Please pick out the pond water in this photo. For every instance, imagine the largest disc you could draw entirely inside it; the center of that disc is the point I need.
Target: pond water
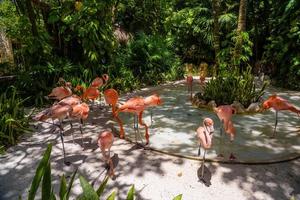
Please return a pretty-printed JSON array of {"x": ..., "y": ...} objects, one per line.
[{"x": 176, "y": 121}]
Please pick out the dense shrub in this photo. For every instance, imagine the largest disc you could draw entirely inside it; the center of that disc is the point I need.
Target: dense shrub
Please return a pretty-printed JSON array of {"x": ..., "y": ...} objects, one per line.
[
  {"x": 13, "y": 121},
  {"x": 225, "y": 90},
  {"x": 150, "y": 59}
]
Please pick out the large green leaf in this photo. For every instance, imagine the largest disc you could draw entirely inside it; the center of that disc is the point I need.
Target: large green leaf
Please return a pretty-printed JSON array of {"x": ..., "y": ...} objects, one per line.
[
  {"x": 130, "y": 194},
  {"x": 46, "y": 185},
  {"x": 88, "y": 191},
  {"x": 102, "y": 186},
  {"x": 40, "y": 171}
]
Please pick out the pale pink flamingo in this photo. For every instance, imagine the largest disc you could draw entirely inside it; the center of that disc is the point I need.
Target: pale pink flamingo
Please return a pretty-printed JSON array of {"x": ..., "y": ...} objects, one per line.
[
  {"x": 105, "y": 142},
  {"x": 204, "y": 136},
  {"x": 278, "y": 103},
  {"x": 224, "y": 113},
  {"x": 80, "y": 112},
  {"x": 137, "y": 106}
]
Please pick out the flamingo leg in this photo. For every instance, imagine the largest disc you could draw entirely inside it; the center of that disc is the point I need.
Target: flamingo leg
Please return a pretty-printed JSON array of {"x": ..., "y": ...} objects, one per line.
[
  {"x": 221, "y": 140},
  {"x": 72, "y": 131},
  {"x": 146, "y": 127},
  {"x": 120, "y": 124},
  {"x": 151, "y": 116},
  {"x": 191, "y": 91},
  {"x": 231, "y": 157},
  {"x": 276, "y": 121},
  {"x": 199, "y": 150},
  {"x": 137, "y": 130},
  {"x": 80, "y": 127},
  {"x": 62, "y": 142}
]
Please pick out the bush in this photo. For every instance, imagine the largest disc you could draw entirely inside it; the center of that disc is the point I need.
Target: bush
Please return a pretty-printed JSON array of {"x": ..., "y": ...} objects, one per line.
[
  {"x": 13, "y": 121},
  {"x": 225, "y": 90},
  {"x": 150, "y": 59}
]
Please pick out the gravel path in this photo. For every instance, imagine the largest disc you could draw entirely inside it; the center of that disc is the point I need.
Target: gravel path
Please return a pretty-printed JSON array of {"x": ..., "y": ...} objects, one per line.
[{"x": 155, "y": 176}]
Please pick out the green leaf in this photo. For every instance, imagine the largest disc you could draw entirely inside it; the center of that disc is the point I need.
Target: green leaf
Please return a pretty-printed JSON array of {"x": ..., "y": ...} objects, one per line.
[
  {"x": 88, "y": 191},
  {"x": 130, "y": 194},
  {"x": 63, "y": 187},
  {"x": 112, "y": 196},
  {"x": 70, "y": 185},
  {"x": 178, "y": 197},
  {"x": 102, "y": 186},
  {"x": 46, "y": 185},
  {"x": 39, "y": 173}
]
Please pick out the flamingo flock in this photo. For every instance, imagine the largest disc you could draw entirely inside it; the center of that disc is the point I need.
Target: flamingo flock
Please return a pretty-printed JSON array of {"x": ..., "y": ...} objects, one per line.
[{"x": 75, "y": 108}]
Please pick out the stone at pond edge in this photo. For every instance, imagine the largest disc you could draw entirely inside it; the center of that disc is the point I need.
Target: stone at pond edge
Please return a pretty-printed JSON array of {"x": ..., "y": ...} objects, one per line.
[
  {"x": 212, "y": 104},
  {"x": 238, "y": 106},
  {"x": 254, "y": 107}
]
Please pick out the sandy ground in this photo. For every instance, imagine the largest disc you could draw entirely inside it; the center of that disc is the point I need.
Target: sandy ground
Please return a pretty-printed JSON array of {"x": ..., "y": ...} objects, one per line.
[{"x": 155, "y": 175}]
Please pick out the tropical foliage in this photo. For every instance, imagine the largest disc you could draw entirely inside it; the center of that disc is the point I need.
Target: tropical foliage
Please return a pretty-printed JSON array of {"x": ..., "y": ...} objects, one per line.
[
  {"x": 225, "y": 90},
  {"x": 13, "y": 121},
  {"x": 43, "y": 177}
]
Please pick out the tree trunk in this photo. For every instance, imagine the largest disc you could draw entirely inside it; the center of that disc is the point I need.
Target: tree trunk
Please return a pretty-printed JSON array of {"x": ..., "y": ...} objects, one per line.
[
  {"x": 6, "y": 51},
  {"x": 216, "y": 34},
  {"x": 242, "y": 16},
  {"x": 241, "y": 28},
  {"x": 31, "y": 16}
]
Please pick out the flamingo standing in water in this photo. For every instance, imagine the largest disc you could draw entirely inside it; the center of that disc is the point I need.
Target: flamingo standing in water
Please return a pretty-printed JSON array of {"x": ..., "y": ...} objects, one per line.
[
  {"x": 80, "y": 112},
  {"x": 59, "y": 112},
  {"x": 278, "y": 103},
  {"x": 100, "y": 81},
  {"x": 137, "y": 106},
  {"x": 152, "y": 101},
  {"x": 204, "y": 136},
  {"x": 189, "y": 81},
  {"x": 105, "y": 141},
  {"x": 225, "y": 113}
]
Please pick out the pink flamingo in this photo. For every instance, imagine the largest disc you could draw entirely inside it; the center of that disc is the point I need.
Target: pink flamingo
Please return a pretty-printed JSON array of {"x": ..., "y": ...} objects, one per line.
[
  {"x": 111, "y": 97},
  {"x": 80, "y": 112},
  {"x": 105, "y": 142},
  {"x": 278, "y": 103},
  {"x": 137, "y": 106},
  {"x": 225, "y": 113},
  {"x": 204, "y": 136},
  {"x": 152, "y": 101}
]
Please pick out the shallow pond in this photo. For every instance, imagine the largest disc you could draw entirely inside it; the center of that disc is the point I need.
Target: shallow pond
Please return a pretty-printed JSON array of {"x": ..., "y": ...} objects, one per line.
[{"x": 176, "y": 121}]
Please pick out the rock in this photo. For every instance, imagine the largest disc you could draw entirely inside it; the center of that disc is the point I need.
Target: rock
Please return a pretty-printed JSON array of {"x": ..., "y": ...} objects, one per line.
[
  {"x": 238, "y": 107},
  {"x": 212, "y": 104},
  {"x": 254, "y": 107}
]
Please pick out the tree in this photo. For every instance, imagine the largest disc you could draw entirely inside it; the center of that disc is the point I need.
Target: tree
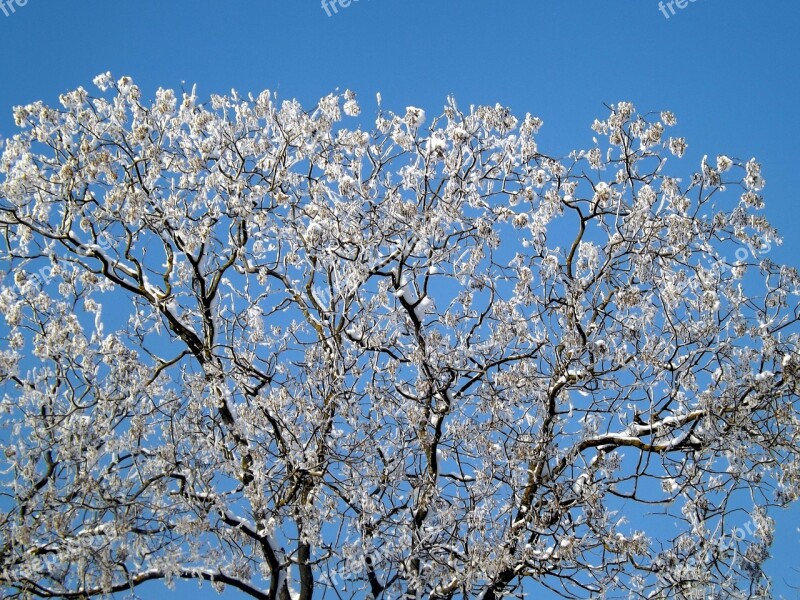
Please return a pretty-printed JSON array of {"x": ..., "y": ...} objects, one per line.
[{"x": 249, "y": 345}]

—————

> **TASK STATEMENT**
Repeat all the items above line for line, leaving out the pictures.

> **ANSWER FOR THE TASK**
Please pick out the pond water in this photo. For every instance, imagine the largest disc you could draw entirely inside it; the center of that disc is the point I need.
Target: pond water
Please return a pretty-printed JSON array of {"x": ..., "y": ...} objects, one per line.
[{"x": 176, "y": 121}]
Please pick out the dense shrub in this photo. For every instance, imagine the largest disc you could draw entirely inside it; the center of that disc is the point I need.
Target: dense shrub
Please return a pretty-printed JSON array of {"x": ..., "y": ...} objects, one per line.
[
  {"x": 13, "y": 121},
  {"x": 225, "y": 90},
  {"x": 150, "y": 59}
]
Please pick out the large green leaf in this photo. For every instance, imagine the largest disc you could draw entirely inside it; the center of that disc is the point I need.
Target: large green leaf
Please return a pretty-printed JSON array of {"x": ..., "y": ...} objects, one per line.
[
  {"x": 130, "y": 194},
  {"x": 46, "y": 185},
  {"x": 88, "y": 191},
  {"x": 102, "y": 186},
  {"x": 40, "y": 171}
]
Please pick out the pale pink flamingo in this photo. For every instance, imagine the largest disc you could draw entirely inside it; the center of that disc is the point I need.
Target: pale pink flamingo
Please return a pretty-printed JSON array of {"x": ..., "y": ...} objects, one per line.
[
  {"x": 105, "y": 142},
  {"x": 204, "y": 136},
  {"x": 278, "y": 103},
  {"x": 224, "y": 113},
  {"x": 80, "y": 112},
  {"x": 137, "y": 106}
]
Please pick out the flamingo leg in this photo. For every instance, imagine the largest disc you could draw entirely inside it; the center of that disc is the point I need.
Target: flamingo leg
Please return a pretty-printed JSON array of {"x": ..., "y": ...} objects, one per line.
[
  {"x": 221, "y": 140},
  {"x": 72, "y": 131},
  {"x": 146, "y": 127},
  {"x": 120, "y": 124},
  {"x": 151, "y": 116},
  {"x": 191, "y": 91},
  {"x": 231, "y": 157},
  {"x": 276, "y": 121},
  {"x": 199, "y": 150},
  {"x": 137, "y": 130},
  {"x": 80, "y": 127},
  {"x": 62, "y": 142}
]
Please pick out the bush in this photo. For every instance, imagine the largest disc you could draw entirely inside it; the center of that disc is the point I need.
Target: bush
Please return a pretty-printed JSON array of {"x": ..., "y": ...} objects, one per line.
[
  {"x": 13, "y": 121},
  {"x": 225, "y": 90},
  {"x": 150, "y": 59}
]
Please pick out the gravel path in this photo. For every instance, imagine the largest disc you could draw entirely inside it; the center of that disc is the point I need.
Target: gravel path
Please return a pretty-printed JSON array of {"x": ..., "y": ...} objects, one per line.
[{"x": 155, "y": 176}]
Please pick out the green leaf in this photo. For every instance, imagine the largest disc you could draw entirely inside it; the center of that disc is the point I need.
Target: green leaf
Please return a pretty-printed JSON array of {"x": ..., "y": ...} objects, one per line.
[
  {"x": 88, "y": 191},
  {"x": 130, "y": 194},
  {"x": 63, "y": 187},
  {"x": 112, "y": 196},
  {"x": 70, "y": 185},
  {"x": 178, "y": 197},
  {"x": 102, "y": 186},
  {"x": 46, "y": 185},
  {"x": 39, "y": 173}
]
Please pick out the flamingo flock in this photo. For every instance, imagine the largest disc you could draw entirely inside it; the center of that disc is the point I need.
Target: flamingo flock
Please return a pretty-printed JSON array of {"x": ..., "y": ...} objects, one per line.
[{"x": 75, "y": 108}]
Please pick out the stone at pond edge in this photo. For every instance, imagine the largest disc you could draw entirely inside it; the center of that disc is the point I need.
Target: stone at pond edge
Please return a pretty-printed JSON array of {"x": ..., "y": ...} objects, one per line.
[
  {"x": 212, "y": 104},
  {"x": 238, "y": 106},
  {"x": 254, "y": 107}
]
Please pick out the sandy ground in this photo. For every instance, imagine the largest disc you could draw entirely inside it; the center of that disc is the point I need.
Target: sandy ground
Please return a pretty-printed JSON array of {"x": ..., "y": ...} objects, one per line.
[{"x": 155, "y": 175}]
Please pick out the tropical foliage in this photo. For every instance, imagine the largest disc you could draw entirely inside it; the center of that disc is the point I need.
Target: tropical foliage
Please return a pretty-printed JSON array of {"x": ..., "y": ...} objects, one per line.
[
  {"x": 225, "y": 90},
  {"x": 13, "y": 121},
  {"x": 43, "y": 177}
]
Please pick out the tree trunk in this photo. For every instance, imagine the largest disc you could draw entirely inside it; the center of that disc is the point I need.
Target: tree trunk
Please return a pretty-printed JSON array of {"x": ..., "y": ...} objects, one per line.
[
  {"x": 6, "y": 51},
  {"x": 216, "y": 34},
  {"x": 242, "y": 16},
  {"x": 241, "y": 28},
  {"x": 31, "y": 16}
]
Please pick out the flamingo standing in water in this photo. For every instance, imagine the largest disc you could draw entirely inside it; the center of that disc is the point I need.
Target: flamingo standing in water
Please return a pretty-printed JSON array of {"x": ..., "y": ...} objects, one per line.
[
  {"x": 80, "y": 112},
  {"x": 59, "y": 112},
  {"x": 278, "y": 103},
  {"x": 100, "y": 81},
  {"x": 137, "y": 106},
  {"x": 152, "y": 101},
  {"x": 204, "y": 136},
  {"x": 189, "y": 81},
  {"x": 105, "y": 141},
  {"x": 225, "y": 113}
]
Please pick out the pink flamingo in this photo. For every instance, imagine the largest disc you could draw entirely inside it; the center of that disc is the point I need.
Target: pink flamingo
Please return a pretty-printed JSON array of {"x": ..., "y": ...} objects, one per line.
[
  {"x": 111, "y": 97},
  {"x": 80, "y": 112},
  {"x": 105, "y": 142},
  {"x": 278, "y": 103},
  {"x": 137, "y": 106},
  {"x": 225, "y": 113},
  {"x": 204, "y": 136},
  {"x": 152, "y": 101}
]
Please pick out the shallow pond in this photo. For every instance, imagine the largest disc you could draw entirely inside it; the center of that disc is the point I need.
Target: shallow pond
Please return a pretty-printed JSON array of {"x": ..., "y": ...} objects, one per line.
[{"x": 176, "y": 121}]
Please pick out the rock in this photo. For every instance, imagine the largest disc you could draw entirely inside it; the center of that disc is the point I need.
Target: rock
Please return a pretty-printed JSON array of {"x": ..., "y": ...} objects, one per line.
[
  {"x": 238, "y": 107},
  {"x": 212, "y": 104},
  {"x": 254, "y": 107}
]
Please pick out the tree in this photo. For every instance, imagine the largest disc you could draw entirely inside it; the center of that disc is the point I need.
Target: tree
Please return a pretty-printed JSON array of {"x": ..., "y": ...} objects, one per line.
[{"x": 249, "y": 345}]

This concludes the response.